**Task material:**
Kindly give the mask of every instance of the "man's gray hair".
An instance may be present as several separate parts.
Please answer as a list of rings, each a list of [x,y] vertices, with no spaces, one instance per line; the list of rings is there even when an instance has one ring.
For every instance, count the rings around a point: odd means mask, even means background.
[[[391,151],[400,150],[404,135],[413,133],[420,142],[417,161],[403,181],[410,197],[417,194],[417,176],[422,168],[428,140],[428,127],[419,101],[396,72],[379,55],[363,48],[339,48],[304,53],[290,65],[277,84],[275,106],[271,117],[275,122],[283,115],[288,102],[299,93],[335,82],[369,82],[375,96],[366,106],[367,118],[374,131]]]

**Activity:** What you hand back must match the records above exactly.

**Result:**
Kindly give the mask of every instance of the "man's gray hair".
An instance may be present as several separate parts.
Please answer as a list of rings, each a list of [x,y] vertices, with no spaces, one instance per line; the list of rings is there even when an instance has one ring.
For every instance, count the rings around a point: odd means mask, even means background.
[[[391,151],[400,150],[404,135],[413,133],[420,142],[417,161],[403,181],[410,197],[417,194],[417,176],[422,168],[428,140],[428,127],[419,101],[396,72],[379,55],[363,48],[339,48],[304,53],[290,65],[277,84],[275,106],[271,117],[275,122],[283,115],[288,102],[299,93],[335,82],[369,82],[375,96],[366,106],[367,118],[374,131]]]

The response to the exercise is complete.